> **Task list**
1. Translate this sentence from the article on Inner Mongolia University for Nationalities into Spanish: "Founded in 1958, the university merged with two other higher education institutions in 2000 to form a comprehensive university."
2. According to the article on Inner Mongolia University for Nationalities, how many departments does the university have?
3. Resume the article on Inner Mongolia University for Nationalities from the point where it stops.

-------- Passage for review --------

= Inner Mongolia University for Nationalities =

University in Tongliao, China

Inner Mongolia University for the Nationalities ( Öbür mongγol-un ündüsüten-ü yeke surγaγuli, 内蒙古民族大学, IMUN) is in Tongliao, Inner Mongolia, China, under the direct administration of the Chinese Government's Inner Mongolia Autonomous Region. IMUN is accredited by the Chinese government and recognized by the World Health Organization (WHO) and World Federation for Medical Education.

IMUN is renowned throughout China as a flagship ethnic minority university, with a focus on the Mongol Chinese ethnic minority group.

==History==
Founded in 1958, the university merged with two other higher education institutions in 2000 to form a comprehensive university.

==Academics==
IMUN consists of 22 departments and one teaching and research unit. The colleges include Humanities; Politics, Law and History; Educational Sciences; International Exchange; Mathematics and Computers; Physics and Electromechanics; Chemistry; Mongolian Medicine; Clinical Medicine; Agriculture; Veterinarian Sciences; Mongolian; Physical Sports; Foreign Languages; Arts; Adult Education; Life Sciences; Mechanical Engineering; Economics Management; and Vocational Technology. There are two hospitals attached to IMUN. Departments
Department of Basic and Clinical 1-Medicine (M.B.B.S)

-------- Listed entries --------

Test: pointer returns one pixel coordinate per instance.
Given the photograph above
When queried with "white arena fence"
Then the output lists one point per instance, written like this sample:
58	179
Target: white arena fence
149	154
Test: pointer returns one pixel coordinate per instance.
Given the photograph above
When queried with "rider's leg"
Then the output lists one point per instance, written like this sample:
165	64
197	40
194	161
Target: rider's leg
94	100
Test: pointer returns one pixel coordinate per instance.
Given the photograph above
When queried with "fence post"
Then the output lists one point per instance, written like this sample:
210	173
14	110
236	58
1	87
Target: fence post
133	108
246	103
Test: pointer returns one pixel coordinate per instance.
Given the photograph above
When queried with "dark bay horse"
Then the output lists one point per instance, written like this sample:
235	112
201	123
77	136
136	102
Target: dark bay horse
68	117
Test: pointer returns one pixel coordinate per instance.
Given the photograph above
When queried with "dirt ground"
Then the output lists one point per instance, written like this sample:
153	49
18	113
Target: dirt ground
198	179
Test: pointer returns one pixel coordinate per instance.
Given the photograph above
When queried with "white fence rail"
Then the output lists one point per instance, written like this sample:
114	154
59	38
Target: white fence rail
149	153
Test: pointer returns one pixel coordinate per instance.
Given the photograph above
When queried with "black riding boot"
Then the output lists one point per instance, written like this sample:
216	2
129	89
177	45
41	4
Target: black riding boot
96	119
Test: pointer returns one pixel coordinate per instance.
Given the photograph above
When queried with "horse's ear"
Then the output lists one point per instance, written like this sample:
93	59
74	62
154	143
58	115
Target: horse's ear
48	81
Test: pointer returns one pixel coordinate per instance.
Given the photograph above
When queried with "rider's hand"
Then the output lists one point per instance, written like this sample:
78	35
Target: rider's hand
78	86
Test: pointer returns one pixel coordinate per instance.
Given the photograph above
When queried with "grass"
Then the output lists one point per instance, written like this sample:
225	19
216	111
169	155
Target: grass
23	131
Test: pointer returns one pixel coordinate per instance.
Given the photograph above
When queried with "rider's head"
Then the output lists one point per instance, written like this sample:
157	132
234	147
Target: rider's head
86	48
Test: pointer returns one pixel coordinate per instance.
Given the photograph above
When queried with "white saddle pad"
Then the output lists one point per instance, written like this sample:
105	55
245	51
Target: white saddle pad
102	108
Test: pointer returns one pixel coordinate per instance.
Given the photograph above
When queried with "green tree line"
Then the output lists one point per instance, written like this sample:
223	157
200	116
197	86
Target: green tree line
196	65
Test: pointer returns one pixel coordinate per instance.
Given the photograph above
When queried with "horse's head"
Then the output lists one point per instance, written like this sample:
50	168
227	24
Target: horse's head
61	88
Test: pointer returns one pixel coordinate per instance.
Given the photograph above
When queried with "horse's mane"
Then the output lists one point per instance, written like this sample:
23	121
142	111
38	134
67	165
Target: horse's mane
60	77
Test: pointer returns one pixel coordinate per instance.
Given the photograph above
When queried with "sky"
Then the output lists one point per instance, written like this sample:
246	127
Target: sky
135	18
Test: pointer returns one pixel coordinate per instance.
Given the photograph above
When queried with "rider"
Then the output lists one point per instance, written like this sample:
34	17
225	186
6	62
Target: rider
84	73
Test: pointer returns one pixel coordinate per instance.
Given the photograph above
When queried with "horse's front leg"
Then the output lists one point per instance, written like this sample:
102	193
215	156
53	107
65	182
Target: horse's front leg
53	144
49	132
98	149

--------

> **Your written answers**
1. Fundada en 1958, la universidad se fusionó en 2000 con otras dos instituciones de educación superior para formar una universidad integral.

2. It has 22 departments, plus one teaching and research unit.

3.
2-Department of Oral Medicine (B.D.S)
3-Department of Medicine 4-Department of Nursing. Its scientific research unit consists of 11 institutes: World History, Horqin Culture, Condensed State Physics, Computational Physics, Arable Farming, Seeds, and Mongolian Medicine. The university also offers postgraduate specialists medical training in its affiliated hospitals leading to the award of Master of medicine in various specialties.

The main library is adjacent to the Museum of the Inner Mongolia University of the Nationalities. A statue of four horses, a symbol of Mongolian culture and history, is prominent in front of these two buildings.